• **Text extract**:
:::::
One of the most influential proponents of these views has been British
‘historian’ David Irving, who, using his brilliant command of
German, went to Germany to spread his poisonous views, which have,
fortunately, been discredited.
Also,
in France there have been desecrations of Jewish cemeteries coupled with
the well-known popularity of the ultra-right. Ironically, the latter
spreads its message against the large immigrant population, including
those of Arab origin, who in turn form an anti-Semitic faction due to
the Palestinian-Israeli issue. (People
also form liaisons of convenience (see third link below)).
This leads on to the second song from the album ‘Happiness?’
on which I’ll write a few words – ‘Foreign Sand’. (Lyrics
below).
Relevant
links about Neo-Nazism:
http://www.rickross.com/reference/neonazis/neonazis15.html
http://www.telegraph.co.uk/news/main.jhtml?xml=/news/2005/01/09/wnazi09.xml&sSheet=/news/2005/01/09/ixworld.html
http://www.searchlightmagazine.com/stopthebnp/uncovered/pg03.htm
Some background to the song itself:
http://www.brianmay.com/roger/press/nazis1994.html
Foreign
Sand by Roger Taylor and Yoshiki
Here we go - ain't it
grand
Here we stand on foreign sand
And we're not alone
Why do we fear what we don't understand
Can't we reach out our hands to try, just say 'hello'
Try to plant a seed - fulfil the need - to make it grow - just say hello
And when you're far from home try to learn from what you see
Your eyes will tell you everything you need
Why do we dread what we don't really know
Come not as concubine - come not as foe
Come with intentions clearly shown
Try to plant a seed - fulfil the need - to make it grow - just say hello
And though you're far from home, try to learn from all you see
Your mind will tell you everything you need - everything you need
Here we go ain't it grand
Here we stand on foreign sand
And we're not alone
Red, yellow, black and white
Every man stand in the light - stand not alone
It's not a lie - it's not a sham - we play for keeps - it's not a scam
No bigotry - we're hand in hand - it ain't a cinch - we make a stand
We learn to live on foreign sand
Just say hello
Why do we despise when we can't even speak
We keep on spreading lies
As far as we know it's the only way to be
Try to plant a seed - fulfil the need - to make it grow – just say
hello
And though you're far from home try to learn what you could be
Your heart will tell you everything you need
even though you stand here you stand on foreign sand
Ain't it grand here we stand
On foreign sand
Together we stand
Here we stand
On foreign sand
I
love this song – it’s a beautiful melody, carrying a really great
message. ‘Why do we fear what we don’t understand?’ The answer to
this question may lie in the prejudices we build up over the one-sided
view we may develop over foreigners we encounter at home. I think it’s
fair to look at the theme of travelling to learn about others and our
treatment of immigrants in tandem.
:::::
• **Records provided**:
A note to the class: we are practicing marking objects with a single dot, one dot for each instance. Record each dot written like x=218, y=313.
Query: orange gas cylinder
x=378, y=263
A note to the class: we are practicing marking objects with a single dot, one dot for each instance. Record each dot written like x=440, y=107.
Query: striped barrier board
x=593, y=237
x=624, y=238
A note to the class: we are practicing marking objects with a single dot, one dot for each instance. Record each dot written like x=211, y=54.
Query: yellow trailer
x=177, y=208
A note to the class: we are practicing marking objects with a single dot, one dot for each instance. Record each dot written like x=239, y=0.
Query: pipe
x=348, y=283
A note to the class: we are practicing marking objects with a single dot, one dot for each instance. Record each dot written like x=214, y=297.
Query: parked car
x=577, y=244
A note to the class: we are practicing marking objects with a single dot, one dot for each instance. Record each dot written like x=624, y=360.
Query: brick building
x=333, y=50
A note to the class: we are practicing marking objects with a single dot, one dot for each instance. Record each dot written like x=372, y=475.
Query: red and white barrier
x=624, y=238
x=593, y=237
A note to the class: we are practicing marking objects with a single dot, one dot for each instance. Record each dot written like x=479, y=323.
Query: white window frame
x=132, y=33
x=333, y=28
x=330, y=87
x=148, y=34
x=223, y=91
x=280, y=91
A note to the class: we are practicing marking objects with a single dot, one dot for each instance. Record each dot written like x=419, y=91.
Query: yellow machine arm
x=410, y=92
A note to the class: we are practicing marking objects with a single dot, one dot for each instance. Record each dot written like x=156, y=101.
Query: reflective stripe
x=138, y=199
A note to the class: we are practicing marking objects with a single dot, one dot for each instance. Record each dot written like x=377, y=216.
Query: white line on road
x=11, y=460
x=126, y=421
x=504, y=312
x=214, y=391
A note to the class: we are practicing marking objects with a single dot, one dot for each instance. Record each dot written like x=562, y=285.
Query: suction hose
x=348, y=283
:::::
• **Exercise**: Repeat the blog excerpt from "One of the most" up to and including "third link below)).", substituting "Belgium" for "France". None of the data has any connection to the blog excerpt.

• **Output**:
One of the most influential proponents of these views has been British
‘historian’ David Irving, who, using his brilliant command of
German, went to Germany to spread his poisonous views, which have,
fortunately, been discredited.
Also,
in Belgium there have been desecrations of Jewish cemeteries coupled with
the well-known popularity of the ultra-right. Ironically, the latter
spreads its message against the large immigrant population, including
those of Arab origin, who in turn form an anti-Semitic faction due to
the Palestinian-Israeli issue. (People
also form liaisons of convenience (see third link below)).